━━━ EXTRACT
All of which has been OK'd by council. Specifically on water I'm allowed to do all the stormwater, but do need a Plumber for everything else.
Don't know if it's just our council or if it's a Qld thing??? 
Hopefully this will mean a builders quote of $375K to build will in fact be in the tune of $80K :Biggrin:   Fingers crossed for me:eek:

----------


## Pulse

Bunnings has a GMC drywall screwdriver for $49, could this be used for roofing as well? 
Cheers
Pulse

----------


## thebuildingsurv

Plumbing Industry Commission in vic hand out big fines for unregistered persons doing plumbing work (including owners), suggest you do it on the weekend. Often other plumbers will dob you in. Restump first or your gutters will not fall the way you want depending on how unlevel the house is.

----------


## Barry_White

> Bunnings has a GMC drywall screwdriver for $49, could this be used for roofing as well? 
> Cheers
> Pulse

  That would certainly do the job and its cheap enough to throw away after the job is finished.

----------


## Wood Butcher

Just one comment about the sisalation. When I re-roofed my old house (had a super 6 roof :Frown: ) I asked the plumber about sisalation and he siad it is not worth the money. Reckons that in time it degrades and falls away from the roof. His advice was not to wory about the sisalation, but install a whirly-bird and get some good quality insulation on top of the ceiling. 
To double check his theory I jumped up into my old boy's roof (installed in 93) that had sisalation and sure enough it was starting to fall away from the roof in places, effectively reducing its effectiveness.

----------


## Barry_White

> Just one comment about the sisalation. When I re-roofed my old house (had a super 6 roof) I asked the plumber about sisalation and he siad it is not worth the money. Reckons that in time it degrades and falls away from the roof. His advice was not to wory about the sisalation, but install a whirly-bird and get some good quality insulation on top of the ceiling.
━━━━━━
━━━ LISTED RECORDS
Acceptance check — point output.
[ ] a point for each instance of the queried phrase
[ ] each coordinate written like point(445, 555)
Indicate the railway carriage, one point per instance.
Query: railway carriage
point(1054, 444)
━━━━━━
━━━ LISTED RECORDS
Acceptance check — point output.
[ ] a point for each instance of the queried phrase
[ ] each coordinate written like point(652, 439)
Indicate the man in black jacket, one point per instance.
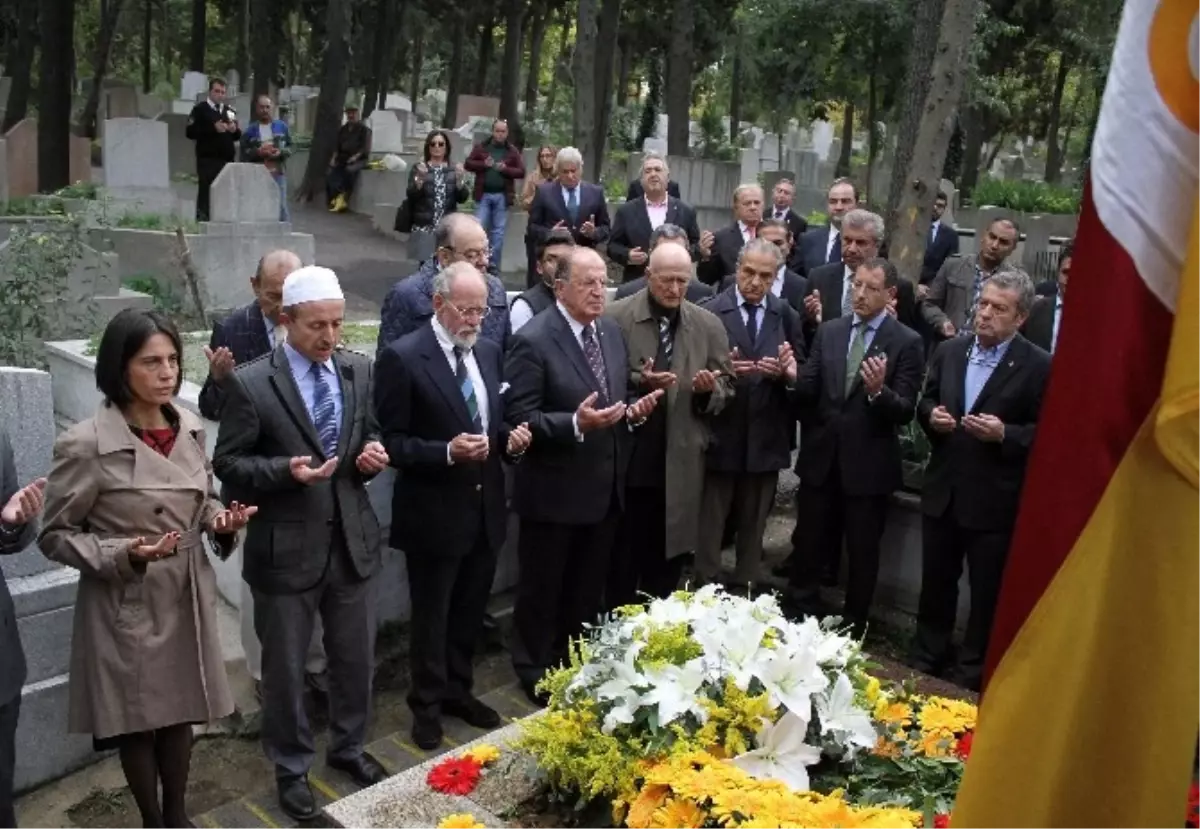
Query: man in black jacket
━━━━━━
━━━ LISTED RECORDS
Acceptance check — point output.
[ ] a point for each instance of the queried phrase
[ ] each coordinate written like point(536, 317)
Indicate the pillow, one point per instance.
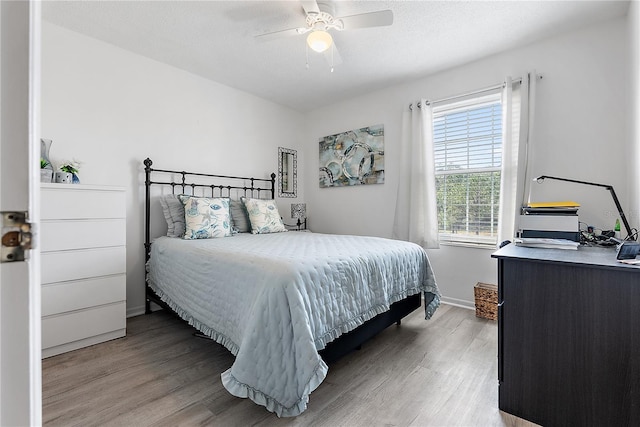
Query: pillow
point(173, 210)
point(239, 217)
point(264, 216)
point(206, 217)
━━━━━━
== REQUIRED WORK ==
Summarize the forum thread on owner-building and re-roofing in three sentences.

== RESULT OF THIS EXERCISE ==
One poster says the council has approved their work, letting them do all the stormwater themselves but requiring a plumber for everything else, and hopes a $375K builder's quote will come down to about $80K. Replies say a $49 drywall screwdriver from Bunnings would do for roofing, warn that the Plumbing Industry Commission in Vic fines unregistered people doing plumbing work, and advise restumping first so the gutters fall properly. Another poster reports a plumber's advice that sisalation degrades and falls away, so a whirly-bird and good ceiling insulation are better, and says a roof installed in '93 showed it falling away in places.